+++ Geselecteerd fragment

5.5 Verweerder heeft de hiervoor vermelde documenten bij zijn beoordeling geheel buiten beschouwing gelaten en heeft zich onder verwijzing naar de betreffende overwegingen in de voorlopige voorziening op het standpunt gesteld dat appellant niet, althans onvoldoende, aannemelijk heeft gemaakt dat de pachtstal in E één bedrijf vormt met zijn bedrijf in B.
5.6 Aldus heeft verweerder bij de beantwoording van de vraag of nà het aangaan van meergenoemde pachtovereenkomst sprake is van één of twee bedrijven de argumenten van appellante met betrekking tot de feitelijke omstandigheden als bedoeld in artikel 1, aanhef en sub c, Whv onvoldoende betrokken. Een voldoende zorgvuldig onderzoek naar het door appellant gestelde ondernemersrisico is daarmee achterwege gebleven.
5.7 Het College komt aldus tot de slotsom dat het bestreden besluit onvoldoende zorgvuldig is voorbereid en tevens een voldoende draagkrachtige motivering ontbeert. Het beroep moet in verband hiermee gegrond worden verklaard en het bestreden besluit moet worden vernietigd. Verweerder zal worden opgedragen een nieuwe beslissing op het bezwaarschrift te nemen met inachtneming van hetgeen in deze uitspraak is overwogen.

++++++

Schriftelijke opdracht a: Herhaal woordelijk het stuk uit het geselecteerde fragment dat opent met de woorden "5.6 Aldus heeft" en sluit met "daarmee achterwege gebleven.".

+++ Aangeleverde records

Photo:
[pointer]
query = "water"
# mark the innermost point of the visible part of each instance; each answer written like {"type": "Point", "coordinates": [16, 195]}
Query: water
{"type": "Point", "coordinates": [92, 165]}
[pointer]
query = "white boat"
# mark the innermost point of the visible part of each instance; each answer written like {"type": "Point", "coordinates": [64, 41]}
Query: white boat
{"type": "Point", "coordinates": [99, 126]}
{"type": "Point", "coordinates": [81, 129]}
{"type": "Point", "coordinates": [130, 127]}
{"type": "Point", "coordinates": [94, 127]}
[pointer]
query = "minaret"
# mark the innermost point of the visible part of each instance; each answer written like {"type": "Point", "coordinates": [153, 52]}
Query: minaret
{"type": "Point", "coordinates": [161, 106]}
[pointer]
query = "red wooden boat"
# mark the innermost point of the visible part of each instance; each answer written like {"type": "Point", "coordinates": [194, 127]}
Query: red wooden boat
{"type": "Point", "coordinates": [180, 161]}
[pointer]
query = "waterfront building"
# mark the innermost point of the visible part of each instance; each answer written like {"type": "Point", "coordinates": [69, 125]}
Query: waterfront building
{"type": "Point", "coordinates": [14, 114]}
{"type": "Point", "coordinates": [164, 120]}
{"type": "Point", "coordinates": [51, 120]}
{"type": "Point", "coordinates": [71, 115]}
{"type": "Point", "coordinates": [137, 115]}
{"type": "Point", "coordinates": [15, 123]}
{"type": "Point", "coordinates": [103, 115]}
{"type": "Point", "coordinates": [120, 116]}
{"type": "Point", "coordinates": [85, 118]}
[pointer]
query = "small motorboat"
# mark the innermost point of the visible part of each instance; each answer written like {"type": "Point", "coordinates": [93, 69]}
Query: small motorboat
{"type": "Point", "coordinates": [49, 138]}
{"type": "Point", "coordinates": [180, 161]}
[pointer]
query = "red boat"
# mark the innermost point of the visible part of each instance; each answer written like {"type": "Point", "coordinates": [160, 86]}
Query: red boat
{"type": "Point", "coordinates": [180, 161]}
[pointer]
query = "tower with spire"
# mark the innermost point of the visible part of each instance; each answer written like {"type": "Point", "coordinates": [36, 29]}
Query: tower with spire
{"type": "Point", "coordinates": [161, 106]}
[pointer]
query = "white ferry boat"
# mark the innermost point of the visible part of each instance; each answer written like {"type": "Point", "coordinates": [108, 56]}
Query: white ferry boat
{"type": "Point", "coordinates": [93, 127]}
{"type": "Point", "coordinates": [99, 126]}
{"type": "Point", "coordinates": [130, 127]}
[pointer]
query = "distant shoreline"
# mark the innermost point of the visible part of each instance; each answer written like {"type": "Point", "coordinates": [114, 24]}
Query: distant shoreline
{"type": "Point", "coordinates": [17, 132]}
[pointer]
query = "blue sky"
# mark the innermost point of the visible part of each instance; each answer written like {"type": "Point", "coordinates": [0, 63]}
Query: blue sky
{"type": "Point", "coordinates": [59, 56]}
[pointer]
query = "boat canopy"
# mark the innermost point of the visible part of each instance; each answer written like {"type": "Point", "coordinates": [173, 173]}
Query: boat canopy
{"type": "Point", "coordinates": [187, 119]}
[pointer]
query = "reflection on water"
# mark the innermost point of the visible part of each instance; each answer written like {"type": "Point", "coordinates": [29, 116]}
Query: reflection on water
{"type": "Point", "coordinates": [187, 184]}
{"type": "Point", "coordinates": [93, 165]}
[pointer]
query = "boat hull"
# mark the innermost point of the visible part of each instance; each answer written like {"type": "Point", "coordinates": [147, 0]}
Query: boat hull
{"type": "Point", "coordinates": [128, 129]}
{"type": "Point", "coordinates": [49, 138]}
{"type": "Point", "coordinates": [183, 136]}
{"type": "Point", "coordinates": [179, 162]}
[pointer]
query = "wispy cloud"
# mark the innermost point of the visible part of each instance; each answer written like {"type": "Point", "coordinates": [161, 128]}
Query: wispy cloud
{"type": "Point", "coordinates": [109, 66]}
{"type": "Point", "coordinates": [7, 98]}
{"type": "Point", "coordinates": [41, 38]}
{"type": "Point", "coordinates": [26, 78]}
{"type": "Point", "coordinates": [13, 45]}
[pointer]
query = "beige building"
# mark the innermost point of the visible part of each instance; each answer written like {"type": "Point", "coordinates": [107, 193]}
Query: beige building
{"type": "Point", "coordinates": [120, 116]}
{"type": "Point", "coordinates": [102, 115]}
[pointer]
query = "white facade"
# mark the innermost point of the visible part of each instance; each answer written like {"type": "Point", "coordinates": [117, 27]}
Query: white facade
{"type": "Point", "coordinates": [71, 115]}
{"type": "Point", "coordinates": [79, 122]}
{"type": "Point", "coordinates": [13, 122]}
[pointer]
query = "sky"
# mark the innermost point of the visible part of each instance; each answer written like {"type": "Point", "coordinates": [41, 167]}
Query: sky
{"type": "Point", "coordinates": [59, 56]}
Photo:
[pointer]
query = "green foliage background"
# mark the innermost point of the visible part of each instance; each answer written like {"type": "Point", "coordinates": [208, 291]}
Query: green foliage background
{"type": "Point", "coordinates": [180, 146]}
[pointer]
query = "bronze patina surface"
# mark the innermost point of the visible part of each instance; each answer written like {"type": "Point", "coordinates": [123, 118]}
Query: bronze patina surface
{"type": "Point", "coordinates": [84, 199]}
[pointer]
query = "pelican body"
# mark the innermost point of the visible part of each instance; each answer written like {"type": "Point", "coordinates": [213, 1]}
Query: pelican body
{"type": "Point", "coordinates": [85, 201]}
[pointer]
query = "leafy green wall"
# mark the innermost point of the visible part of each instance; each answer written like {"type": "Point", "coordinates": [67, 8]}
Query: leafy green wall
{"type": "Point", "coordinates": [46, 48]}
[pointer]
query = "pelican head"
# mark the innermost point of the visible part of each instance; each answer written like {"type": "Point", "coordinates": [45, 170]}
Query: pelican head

++++++

Schriftelijke opdracht b: Selecteer elke regel uit de records waarin de tekenreeks "head" voorkomt en neem die regels ongewijzigd over. Houd daarbij rekening met hoofdletters en kleine letters.

Juist antwoord a:
5.6 Aldus heeft verweerder bij de beantwoording van de vraag of nà het aangaan van meergenoemde pachtovereenkomst sprake is van één of twee bedrijven de argumenten van appellante met betrekking tot de feitelijke omstandigheden als bedoeld in artikel 1, aanhef en sub c, Whv onvoldoende betrokken. Een voldoende zorgvuldig onderzoek naar het door appellant gestelde ondernemersrisico is daarmee achterwege gebleven.

Juist antwoord b:
query = "pelican head"
Query: pelican head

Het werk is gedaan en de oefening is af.